STATED EXERCISE: Would it be possible to quote, exactly and in full, the lines from the one with "the green jacket" through the end of the entries below?

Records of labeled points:
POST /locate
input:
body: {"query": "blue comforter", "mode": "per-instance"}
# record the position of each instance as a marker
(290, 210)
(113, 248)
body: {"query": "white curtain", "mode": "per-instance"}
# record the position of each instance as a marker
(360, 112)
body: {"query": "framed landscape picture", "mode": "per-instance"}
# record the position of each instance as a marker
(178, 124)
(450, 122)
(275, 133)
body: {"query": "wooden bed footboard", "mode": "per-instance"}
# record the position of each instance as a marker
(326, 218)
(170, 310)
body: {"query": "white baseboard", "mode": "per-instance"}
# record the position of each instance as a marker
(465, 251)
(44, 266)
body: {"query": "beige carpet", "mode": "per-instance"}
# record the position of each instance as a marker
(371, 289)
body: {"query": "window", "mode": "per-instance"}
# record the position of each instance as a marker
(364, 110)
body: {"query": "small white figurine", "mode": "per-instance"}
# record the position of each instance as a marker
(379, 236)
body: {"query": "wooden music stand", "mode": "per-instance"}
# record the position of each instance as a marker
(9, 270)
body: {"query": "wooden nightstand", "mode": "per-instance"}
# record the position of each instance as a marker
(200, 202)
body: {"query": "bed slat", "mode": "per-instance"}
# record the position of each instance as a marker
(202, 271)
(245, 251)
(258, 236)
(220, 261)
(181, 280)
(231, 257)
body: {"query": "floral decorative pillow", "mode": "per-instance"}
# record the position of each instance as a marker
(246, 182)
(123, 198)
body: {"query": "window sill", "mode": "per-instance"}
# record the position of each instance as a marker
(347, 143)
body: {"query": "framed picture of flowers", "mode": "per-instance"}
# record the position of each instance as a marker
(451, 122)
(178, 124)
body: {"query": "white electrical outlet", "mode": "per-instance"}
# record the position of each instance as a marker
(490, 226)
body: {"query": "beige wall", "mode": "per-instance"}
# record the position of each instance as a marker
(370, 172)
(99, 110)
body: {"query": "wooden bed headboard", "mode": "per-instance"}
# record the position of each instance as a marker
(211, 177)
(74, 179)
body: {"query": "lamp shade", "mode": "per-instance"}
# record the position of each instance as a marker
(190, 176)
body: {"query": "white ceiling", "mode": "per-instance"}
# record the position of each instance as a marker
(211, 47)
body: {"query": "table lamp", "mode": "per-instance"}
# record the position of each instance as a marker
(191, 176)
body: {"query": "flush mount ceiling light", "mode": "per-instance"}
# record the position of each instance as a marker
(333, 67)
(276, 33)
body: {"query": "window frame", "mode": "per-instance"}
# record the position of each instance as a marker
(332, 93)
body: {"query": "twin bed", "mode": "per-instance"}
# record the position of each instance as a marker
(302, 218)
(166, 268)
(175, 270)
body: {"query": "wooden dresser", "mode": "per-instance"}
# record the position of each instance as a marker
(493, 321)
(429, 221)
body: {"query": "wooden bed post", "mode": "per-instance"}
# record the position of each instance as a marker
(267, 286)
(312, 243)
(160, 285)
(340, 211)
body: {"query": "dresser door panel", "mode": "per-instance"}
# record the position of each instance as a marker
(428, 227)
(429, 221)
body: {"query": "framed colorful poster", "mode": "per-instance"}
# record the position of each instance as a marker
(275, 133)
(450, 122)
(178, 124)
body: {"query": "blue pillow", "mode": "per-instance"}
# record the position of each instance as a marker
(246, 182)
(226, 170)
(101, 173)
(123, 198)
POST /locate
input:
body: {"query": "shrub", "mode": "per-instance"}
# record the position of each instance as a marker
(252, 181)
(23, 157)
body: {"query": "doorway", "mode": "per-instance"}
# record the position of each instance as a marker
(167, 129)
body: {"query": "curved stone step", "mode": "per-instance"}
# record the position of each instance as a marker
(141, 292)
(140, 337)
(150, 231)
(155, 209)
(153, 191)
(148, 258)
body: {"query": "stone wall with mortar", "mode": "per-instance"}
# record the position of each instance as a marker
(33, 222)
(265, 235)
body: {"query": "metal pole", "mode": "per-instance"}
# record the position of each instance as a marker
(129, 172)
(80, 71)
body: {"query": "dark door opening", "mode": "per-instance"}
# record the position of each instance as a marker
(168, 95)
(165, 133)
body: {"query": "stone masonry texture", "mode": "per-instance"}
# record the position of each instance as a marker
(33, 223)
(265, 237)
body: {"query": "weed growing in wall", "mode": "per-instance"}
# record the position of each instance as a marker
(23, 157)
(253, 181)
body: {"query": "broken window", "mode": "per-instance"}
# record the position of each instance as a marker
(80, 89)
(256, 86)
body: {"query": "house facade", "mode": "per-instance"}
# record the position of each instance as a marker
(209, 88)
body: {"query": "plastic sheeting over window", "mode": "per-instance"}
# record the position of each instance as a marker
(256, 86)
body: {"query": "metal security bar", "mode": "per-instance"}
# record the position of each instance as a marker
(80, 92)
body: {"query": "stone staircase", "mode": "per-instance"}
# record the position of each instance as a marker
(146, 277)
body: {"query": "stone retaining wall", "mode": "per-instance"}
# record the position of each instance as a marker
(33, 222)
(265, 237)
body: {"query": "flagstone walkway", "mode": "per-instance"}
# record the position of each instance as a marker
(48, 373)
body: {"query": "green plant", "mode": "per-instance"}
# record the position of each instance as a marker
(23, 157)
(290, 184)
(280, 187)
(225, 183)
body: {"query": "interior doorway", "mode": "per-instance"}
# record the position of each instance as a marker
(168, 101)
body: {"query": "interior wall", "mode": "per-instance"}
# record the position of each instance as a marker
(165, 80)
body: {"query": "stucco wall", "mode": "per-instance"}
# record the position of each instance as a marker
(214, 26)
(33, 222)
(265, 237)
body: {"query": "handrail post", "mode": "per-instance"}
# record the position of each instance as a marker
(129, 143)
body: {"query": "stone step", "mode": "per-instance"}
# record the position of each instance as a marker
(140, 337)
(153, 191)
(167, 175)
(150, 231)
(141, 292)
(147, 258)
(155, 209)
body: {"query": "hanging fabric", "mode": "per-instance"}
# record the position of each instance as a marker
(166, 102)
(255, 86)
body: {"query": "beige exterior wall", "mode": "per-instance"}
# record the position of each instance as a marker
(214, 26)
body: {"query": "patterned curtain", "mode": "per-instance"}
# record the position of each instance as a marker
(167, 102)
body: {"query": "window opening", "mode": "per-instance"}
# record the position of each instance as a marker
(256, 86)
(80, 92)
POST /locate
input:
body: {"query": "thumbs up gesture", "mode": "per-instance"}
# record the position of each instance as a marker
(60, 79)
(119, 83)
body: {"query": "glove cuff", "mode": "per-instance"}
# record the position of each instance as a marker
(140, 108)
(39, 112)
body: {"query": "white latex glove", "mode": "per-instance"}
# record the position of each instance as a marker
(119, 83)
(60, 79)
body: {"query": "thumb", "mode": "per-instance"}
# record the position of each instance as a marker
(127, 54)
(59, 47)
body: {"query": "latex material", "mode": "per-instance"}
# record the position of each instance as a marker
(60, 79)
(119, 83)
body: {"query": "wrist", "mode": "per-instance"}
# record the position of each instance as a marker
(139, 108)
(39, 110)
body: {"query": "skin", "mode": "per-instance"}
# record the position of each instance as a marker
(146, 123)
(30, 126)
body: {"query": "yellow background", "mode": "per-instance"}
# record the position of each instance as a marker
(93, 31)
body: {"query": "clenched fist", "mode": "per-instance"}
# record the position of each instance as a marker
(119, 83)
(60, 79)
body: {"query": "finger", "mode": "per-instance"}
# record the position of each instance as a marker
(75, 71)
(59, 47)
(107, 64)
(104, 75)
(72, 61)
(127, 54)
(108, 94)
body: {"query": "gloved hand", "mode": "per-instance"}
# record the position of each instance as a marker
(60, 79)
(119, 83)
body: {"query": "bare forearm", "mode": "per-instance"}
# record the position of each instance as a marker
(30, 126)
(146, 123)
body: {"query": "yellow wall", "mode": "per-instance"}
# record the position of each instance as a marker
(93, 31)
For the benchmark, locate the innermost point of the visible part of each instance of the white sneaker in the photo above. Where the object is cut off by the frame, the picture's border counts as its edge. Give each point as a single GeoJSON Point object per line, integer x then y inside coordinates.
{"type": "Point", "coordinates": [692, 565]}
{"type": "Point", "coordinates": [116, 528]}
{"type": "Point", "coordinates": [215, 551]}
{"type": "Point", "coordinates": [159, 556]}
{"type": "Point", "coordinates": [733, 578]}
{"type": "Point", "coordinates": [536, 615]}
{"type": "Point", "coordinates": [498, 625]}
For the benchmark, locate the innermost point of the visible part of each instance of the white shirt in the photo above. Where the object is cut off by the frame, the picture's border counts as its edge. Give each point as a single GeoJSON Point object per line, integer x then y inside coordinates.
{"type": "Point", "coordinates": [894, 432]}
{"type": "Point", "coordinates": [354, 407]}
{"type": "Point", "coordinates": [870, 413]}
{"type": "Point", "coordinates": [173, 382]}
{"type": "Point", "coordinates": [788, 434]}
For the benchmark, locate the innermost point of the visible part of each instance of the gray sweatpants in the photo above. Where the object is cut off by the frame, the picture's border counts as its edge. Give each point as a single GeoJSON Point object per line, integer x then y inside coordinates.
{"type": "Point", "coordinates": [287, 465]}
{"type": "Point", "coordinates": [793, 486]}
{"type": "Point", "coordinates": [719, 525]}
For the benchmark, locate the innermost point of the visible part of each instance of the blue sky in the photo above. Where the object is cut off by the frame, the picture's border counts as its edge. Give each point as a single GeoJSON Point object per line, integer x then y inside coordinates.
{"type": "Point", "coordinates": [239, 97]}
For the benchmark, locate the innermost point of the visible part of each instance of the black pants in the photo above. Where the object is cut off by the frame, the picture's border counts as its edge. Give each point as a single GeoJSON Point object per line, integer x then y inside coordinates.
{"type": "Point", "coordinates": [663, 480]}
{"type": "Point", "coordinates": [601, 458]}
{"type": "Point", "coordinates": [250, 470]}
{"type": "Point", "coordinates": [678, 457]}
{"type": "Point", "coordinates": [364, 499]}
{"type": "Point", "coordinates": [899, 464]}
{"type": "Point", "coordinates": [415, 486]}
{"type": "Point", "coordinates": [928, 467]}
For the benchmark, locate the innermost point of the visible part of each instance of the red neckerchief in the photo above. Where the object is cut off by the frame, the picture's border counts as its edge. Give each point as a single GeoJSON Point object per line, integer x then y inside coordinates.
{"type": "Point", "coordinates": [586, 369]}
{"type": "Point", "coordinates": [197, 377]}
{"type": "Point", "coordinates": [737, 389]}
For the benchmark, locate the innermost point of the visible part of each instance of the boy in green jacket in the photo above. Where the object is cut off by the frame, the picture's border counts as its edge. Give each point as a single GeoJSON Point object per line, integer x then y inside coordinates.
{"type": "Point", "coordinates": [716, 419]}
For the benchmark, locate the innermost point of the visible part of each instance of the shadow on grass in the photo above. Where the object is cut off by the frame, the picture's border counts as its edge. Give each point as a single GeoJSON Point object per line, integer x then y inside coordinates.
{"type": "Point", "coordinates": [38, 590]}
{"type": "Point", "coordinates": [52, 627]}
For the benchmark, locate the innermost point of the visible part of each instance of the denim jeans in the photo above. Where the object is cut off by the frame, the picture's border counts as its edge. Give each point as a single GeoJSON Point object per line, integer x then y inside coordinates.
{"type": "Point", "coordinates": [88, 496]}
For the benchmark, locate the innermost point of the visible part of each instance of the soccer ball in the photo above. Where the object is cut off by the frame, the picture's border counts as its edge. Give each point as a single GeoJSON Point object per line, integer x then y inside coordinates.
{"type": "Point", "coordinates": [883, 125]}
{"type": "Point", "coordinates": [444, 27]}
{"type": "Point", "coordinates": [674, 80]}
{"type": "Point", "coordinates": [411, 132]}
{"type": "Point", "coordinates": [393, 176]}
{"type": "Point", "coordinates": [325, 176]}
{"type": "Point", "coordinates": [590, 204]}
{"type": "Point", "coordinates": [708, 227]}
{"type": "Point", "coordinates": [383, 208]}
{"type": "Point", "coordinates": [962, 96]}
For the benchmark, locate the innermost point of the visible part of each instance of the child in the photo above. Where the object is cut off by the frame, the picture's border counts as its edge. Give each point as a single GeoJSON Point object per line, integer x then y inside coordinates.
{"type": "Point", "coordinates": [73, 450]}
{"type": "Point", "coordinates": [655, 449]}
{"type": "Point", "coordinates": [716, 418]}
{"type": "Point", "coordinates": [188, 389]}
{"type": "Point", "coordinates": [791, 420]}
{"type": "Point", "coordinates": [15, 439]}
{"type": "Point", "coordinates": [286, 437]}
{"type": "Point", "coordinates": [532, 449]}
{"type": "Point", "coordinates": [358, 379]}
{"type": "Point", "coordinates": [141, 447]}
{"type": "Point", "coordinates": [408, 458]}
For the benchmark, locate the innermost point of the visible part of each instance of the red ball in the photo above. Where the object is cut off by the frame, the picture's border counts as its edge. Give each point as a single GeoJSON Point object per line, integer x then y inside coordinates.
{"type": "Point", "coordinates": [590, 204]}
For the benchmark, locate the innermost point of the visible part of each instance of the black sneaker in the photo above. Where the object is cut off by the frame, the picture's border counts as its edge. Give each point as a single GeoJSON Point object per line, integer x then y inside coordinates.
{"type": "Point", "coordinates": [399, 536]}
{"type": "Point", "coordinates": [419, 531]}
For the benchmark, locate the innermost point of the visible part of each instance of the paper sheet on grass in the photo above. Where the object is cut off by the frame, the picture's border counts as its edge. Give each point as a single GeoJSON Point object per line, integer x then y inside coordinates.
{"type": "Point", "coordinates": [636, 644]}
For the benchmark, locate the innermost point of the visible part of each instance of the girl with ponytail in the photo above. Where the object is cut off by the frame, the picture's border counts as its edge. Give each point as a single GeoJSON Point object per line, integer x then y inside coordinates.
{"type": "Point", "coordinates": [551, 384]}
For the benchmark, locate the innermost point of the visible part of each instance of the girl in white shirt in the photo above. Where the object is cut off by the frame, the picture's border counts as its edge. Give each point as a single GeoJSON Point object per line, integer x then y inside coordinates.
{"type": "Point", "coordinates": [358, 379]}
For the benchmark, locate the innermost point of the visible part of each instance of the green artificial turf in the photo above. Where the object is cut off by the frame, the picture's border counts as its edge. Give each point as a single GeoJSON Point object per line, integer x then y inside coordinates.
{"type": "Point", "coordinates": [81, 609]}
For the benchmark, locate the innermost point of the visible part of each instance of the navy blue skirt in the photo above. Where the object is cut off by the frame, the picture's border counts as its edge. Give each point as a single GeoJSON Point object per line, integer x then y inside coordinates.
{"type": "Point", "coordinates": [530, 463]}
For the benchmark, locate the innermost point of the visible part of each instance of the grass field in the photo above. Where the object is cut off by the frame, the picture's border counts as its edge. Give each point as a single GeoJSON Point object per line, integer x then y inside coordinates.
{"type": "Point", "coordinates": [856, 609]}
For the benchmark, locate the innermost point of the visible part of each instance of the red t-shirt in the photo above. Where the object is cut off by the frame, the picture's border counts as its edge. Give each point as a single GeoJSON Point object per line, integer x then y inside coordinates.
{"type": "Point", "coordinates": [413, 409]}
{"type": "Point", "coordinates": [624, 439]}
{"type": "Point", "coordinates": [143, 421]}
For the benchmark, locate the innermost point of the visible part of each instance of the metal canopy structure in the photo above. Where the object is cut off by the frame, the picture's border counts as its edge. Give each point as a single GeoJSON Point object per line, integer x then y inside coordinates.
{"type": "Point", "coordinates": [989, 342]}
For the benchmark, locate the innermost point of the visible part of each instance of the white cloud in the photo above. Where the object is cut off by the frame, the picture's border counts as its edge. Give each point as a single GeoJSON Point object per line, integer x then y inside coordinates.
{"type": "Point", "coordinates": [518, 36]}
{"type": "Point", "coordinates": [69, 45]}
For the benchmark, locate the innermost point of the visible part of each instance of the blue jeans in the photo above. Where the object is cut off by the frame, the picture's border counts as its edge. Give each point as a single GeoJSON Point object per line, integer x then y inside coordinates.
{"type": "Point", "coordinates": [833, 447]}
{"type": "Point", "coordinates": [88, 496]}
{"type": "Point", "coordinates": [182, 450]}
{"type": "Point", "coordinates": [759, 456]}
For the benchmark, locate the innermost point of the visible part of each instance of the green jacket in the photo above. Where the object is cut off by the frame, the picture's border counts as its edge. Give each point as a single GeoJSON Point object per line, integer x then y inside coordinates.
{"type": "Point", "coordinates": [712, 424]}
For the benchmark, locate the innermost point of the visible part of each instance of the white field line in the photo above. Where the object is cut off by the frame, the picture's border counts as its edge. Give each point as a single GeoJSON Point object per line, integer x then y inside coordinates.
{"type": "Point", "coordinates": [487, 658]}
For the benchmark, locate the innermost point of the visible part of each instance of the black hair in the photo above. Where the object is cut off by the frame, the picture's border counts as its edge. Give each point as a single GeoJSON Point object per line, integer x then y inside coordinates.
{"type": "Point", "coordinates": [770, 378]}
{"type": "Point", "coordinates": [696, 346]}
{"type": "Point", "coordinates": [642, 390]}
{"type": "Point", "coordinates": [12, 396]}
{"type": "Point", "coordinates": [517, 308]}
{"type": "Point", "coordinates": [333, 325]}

ANSWER IN FULL:
For the benchmark, locate the innermost point of the visible part of each instance of the green jacket in the photo above. Where the object is cut off by the frame, the picture's border counts as its edge. Give each point as a single GeoJSON Point object per line, integer x then y inside coordinates.
{"type": "Point", "coordinates": [712, 424]}
For the benchmark, locate the innermost point of the visible part of each instance of the white field line in the photo above. Where the object is cut off by the frame, the picture's border counts as its edge. Give each point as a single GeoJSON Point object per line, integer x then y inside coordinates.
{"type": "Point", "coordinates": [487, 658]}
For the benchmark, locate the innermost point of the visible part of each instance of the black hair in the photo above. Where the object is cut off by the frame, the picture's border counts as its edge. Give each point as a single GeoJSON Point object per line, integer x then y inside coordinates.
{"type": "Point", "coordinates": [770, 378]}
{"type": "Point", "coordinates": [696, 346]}
{"type": "Point", "coordinates": [642, 390]}
{"type": "Point", "coordinates": [12, 396]}
{"type": "Point", "coordinates": [517, 308]}
{"type": "Point", "coordinates": [333, 325]}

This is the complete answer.